*Requirement*:
Copy all of the material below line for line, with no changes.

*Supplied material*:
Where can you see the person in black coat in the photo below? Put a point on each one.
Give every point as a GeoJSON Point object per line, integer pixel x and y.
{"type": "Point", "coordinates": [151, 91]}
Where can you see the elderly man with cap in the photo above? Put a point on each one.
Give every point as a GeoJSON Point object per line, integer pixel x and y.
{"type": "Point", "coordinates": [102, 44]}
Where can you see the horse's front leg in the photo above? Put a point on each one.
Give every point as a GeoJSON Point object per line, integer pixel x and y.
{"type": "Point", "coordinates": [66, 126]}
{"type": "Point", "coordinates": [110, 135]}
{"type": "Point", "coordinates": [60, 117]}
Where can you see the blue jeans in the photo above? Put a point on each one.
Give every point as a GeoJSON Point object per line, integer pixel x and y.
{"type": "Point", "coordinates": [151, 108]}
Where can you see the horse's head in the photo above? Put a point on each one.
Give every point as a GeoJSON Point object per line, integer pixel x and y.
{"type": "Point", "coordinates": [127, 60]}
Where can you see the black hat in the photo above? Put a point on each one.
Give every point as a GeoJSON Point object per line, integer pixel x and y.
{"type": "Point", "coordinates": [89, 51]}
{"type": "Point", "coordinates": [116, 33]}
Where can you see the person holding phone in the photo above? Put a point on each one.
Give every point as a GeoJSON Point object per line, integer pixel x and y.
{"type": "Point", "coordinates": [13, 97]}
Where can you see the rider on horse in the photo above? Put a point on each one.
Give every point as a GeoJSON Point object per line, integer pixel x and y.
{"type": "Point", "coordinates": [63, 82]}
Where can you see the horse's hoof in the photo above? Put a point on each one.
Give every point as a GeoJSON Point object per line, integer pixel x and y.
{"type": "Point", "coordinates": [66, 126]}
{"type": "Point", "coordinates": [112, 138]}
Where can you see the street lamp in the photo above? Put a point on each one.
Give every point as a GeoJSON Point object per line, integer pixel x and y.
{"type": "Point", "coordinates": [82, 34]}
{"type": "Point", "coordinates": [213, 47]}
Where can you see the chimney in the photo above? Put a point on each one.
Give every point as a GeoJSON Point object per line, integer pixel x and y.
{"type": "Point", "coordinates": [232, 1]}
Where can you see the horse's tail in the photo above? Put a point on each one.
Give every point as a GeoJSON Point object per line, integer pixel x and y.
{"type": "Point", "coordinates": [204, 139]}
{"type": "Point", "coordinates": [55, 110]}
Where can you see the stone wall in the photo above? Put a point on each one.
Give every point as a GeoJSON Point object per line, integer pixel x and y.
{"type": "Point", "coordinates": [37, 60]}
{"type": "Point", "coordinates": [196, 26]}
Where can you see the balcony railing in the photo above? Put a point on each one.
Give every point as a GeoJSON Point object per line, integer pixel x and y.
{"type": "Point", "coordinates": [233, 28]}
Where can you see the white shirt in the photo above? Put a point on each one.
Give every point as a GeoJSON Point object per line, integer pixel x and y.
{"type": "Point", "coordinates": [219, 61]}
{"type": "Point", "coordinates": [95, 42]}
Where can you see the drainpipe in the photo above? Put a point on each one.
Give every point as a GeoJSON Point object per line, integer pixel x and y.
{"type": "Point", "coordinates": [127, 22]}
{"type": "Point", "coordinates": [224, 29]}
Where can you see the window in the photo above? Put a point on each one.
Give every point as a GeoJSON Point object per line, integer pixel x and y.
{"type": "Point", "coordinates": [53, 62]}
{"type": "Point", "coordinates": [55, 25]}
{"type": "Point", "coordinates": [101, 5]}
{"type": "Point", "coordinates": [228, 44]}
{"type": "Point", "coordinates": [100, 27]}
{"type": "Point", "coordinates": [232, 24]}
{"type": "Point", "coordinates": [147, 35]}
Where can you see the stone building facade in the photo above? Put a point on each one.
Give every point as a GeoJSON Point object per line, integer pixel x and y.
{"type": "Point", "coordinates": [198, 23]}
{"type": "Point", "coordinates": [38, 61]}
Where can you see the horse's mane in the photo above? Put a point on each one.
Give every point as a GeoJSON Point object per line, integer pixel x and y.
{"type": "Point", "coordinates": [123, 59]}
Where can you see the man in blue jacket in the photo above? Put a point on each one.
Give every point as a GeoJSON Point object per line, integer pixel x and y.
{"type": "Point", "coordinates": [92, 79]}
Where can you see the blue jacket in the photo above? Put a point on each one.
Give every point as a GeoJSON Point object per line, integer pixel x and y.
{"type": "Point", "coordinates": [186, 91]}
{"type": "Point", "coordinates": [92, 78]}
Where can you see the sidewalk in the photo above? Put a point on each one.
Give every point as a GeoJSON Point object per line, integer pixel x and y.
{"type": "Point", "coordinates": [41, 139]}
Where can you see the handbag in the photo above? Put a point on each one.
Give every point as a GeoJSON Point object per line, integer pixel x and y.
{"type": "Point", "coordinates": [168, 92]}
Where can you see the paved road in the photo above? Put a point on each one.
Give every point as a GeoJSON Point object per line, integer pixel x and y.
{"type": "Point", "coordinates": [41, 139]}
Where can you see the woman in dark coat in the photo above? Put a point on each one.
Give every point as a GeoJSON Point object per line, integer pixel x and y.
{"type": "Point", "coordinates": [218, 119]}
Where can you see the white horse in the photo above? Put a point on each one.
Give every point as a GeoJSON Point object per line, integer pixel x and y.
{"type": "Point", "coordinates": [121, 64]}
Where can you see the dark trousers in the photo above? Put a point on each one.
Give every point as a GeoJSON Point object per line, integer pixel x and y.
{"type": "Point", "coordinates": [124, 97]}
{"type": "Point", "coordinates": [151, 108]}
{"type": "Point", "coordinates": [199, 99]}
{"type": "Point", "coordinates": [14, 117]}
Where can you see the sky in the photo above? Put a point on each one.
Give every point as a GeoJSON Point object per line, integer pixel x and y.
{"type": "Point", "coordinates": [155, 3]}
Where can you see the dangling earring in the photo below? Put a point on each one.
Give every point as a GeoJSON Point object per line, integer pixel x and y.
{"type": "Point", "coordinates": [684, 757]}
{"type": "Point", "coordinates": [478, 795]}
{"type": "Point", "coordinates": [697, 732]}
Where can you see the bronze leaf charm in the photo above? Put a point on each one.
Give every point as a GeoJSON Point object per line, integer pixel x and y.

*Exercise output*:
Where can you see the person in black coat in the photo below? Put a point on each one.
Give every point as a GeoJSON Point object per line, integer pixel x and y.
{"type": "Point", "coordinates": [151, 91]}
Where can you see the elderly man with cap in the photo above? Put a point on each one.
Give every point as a GeoJSON Point object per line, integer pixel x and y.
{"type": "Point", "coordinates": [102, 44]}
Where can you see the horse's front leg in the photo above? Put a point on each one.
Give every point as a GeoJSON Point object per line, integer pixel x and y.
{"type": "Point", "coordinates": [66, 126]}
{"type": "Point", "coordinates": [110, 135]}
{"type": "Point", "coordinates": [60, 117]}
Where can you see the blue jeans in the photo above? Put a point on each one.
Give every point as a GeoJSON Point object per line, integer pixel x and y.
{"type": "Point", "coordinates": [151, 108]}
Where can you see the horse's head in the photo above? Put a point on each one.
Give every point as a GeoJSON Point object per line, integer pixel x and y.
{"type": "Point", "coordinates": [127, 60]}
Where can you see the black hat in the photo above? Put a point on each one.
Give every point as a GeoJSON Point object per line, integer pixel x and y.
{"type": "Point", "coordinates": [89, 51]}
{"type": "Point", "coordinates": [116, 33]}
Where can you see the person holding phone in the photo above? Put a point on each one.
Give every point as a GeoJSON Point object per line, integer pixel x and y.
{"type": "Point", "coordinates": [13, 97]}
Where can you see the rider on horse in the photo above? Put a point on each one.
Give every point as a GeoJSON Point object per line, integer pixel x and y.
{"type": "Point", "coordinates": [63, 82]}
Where can you see the horse's hoof in the photo above? Put a point on each one.
Give every point as a GeoJSON Point object per line, integer pixel x and y.
{"type": "Point", "coordinates": [66, 126]}
{"type": "Point", "coordinates": [112, 138]}
Where can you see the street lamp in the photo above? Put a point on each one.
Give every point as a GeoJSON Point object per line, integer pixel x and y.
{"type": "Point", "coordinates": [82, 34]}
{"type": "Point", "coordinates": [213, 47]}
Where can you see the chimney in the photo above? Put a point on each one.
Give every point as a GeoJSON Point object per line, integer pixel x and y.
{"type": "Point", "coordinates": [232, 1]}
Where can you see the horse's tail in the photo above? Put a point on each one.
Give every point as a GeoJSON Point object per line, integer pixel x and y.
{"type": "Point", "coordinates": [204, 139]}
{"type": "Point", "coordinates": [55, 110]}
Where can you see the stone wall in the photo above? Put a point on each one.
Give every point as a GeoJSON Point object per line, integer pixel x and y.
{"type": "Point", "coordinates": [37, 60]}
{"type": "Point", "coordinates": [196, 26]}
Where can you see the balcony railing in the photo above? Put a point on each one.
Give every point as a GeoJSON Point object per line, integer pixel x and y.
{"type": "Point", "coordinates": [233, 28]}
Where can you see the white shirt in the photo above? Put a point on each one.
Give every point as a GeoJSON Point object per line, integer pixel x and y.
{"type": "Point", "coordinates": [219, 61]}
{"type": "Point", "coordinates": [95, 42]}
Where can you see the drainpipe in the photo above? Put a point on each one.
Give every point as a GeoJSON Point object per line, integer pixel x and y.
{"type": "Point", "coordinates": [127, 22]}
{"type": "Point", "coordinates": [224, 29]}
Where can you see the window in the photo above? Put a point on each one.
Give every point as a GeoJSON Point object per line, integer pixel x and y.
{"type": "Point", "coordinates": [53, 62]}
{"type": "Point", "coordinates": [55, 25]}
{"type": "Point", "coordinates": [101, 5]}
{"type": "Point", "coordinates": [228, 44]}
{"type": "Point", "coordinates": [100, 27]}
{"type": "Point", "coordinates": [232, 24]}
{"type": "Point", "coordinates": [147, 35]}
Where can you see the stone building facade in the photo above? Put a point on each one.
Give every point as a GeoJSON Point object per line, integer pixel x and y.
{"type": "Point", "coordinates": [198, 23]}
{"type": "Point", "coordinates": [38, 61]}
Where can you see the horse's mane in the photo above? Put a point on each one.
Give every point as a GeoJSON Point object per line, integer pixel x and y.
{"type": "Point", "coordinates": [123, 59]}
Where can you see the man in blue jacket in the photo above? Put a point on each one.
Give every point as a GeoJSON Point object per line, integer pixel x and y.
{"type": "Point", "coordinates": [92, 79]}
Where can you see the blue jacket in the photo above? Put a point on each one.
Give every point as a GeoJSON Point object per line, integer pixel x and y.
{"type": "Point", "coordinates": [186, 91]}
{"type": "Point", "coordinates": [92, 78]}
Where can you see the sidewalk in the photo above? Put a point on each one.
Give every point as a GeoJSON Point object per line, integer pixel x and y.
{"type": "Point", "coordinates": [41, 139]}
Where can you see the handbag in the photo above? Put a point on each one.
Give every point as a GeoJSON Point object per line, integer pixel x and y.
{"type": "Point", "coordinates": [168, 92]}
Where can you see the paved road in the photo above? Put a point on each one.
Give every point as a GeoJSON Point object per line, integer pixel x and y.
{"type": "Point", "coordinates": [41, 139]}
Where can you see the woman in dark coat in the photo above? Put a point on each one.
Give every point as a GeoJSON Point object per line, integer pixel x and y.
{"type": "Point", "coordinates": [218, 119]}
Where can you see the white horse in the photo above? Put a point on each one.
Give every point as a GeoJSON Point object per line, integer pixel x and y.
{"type": "Point", "coordinates": [121, 64]}
Where can you see the dark trousers in the photo above? Put a point on each one.
Give every point as a GeoJSON Point object per line, integer pixel x and y.
{"type": "Point", "coordinates": [124, 97]}
{"type": "Point", "coordinates": [151, 108]}
{"type": "Point", "coordinates": [199, 99]}
{"type": "Point", "coordinates": [14, 117]}
Where can you see the sky in the photo above? Put a point on each one.
Give every point as a GeoJSON Point object per line, integer pixel x and y.
{"type": "Point", "coordinates": [155, 3]}
Where can you see the dangling earring in the photo below? Put a point on each one.
Give every point as a GeoJSON Point object per line, integer pixel x and y.
{"type": "Point", "coordinates": [684, 757]}
{"type": "Point", "coordinates": [478, 795]}
{"type": "Point", "coordinates": [697, 732]}
Where can you see the bronze leaf charm in the photo above? Put a point on each one.
Give every point as a GeoJSON Point object per line, integer pixel x and y.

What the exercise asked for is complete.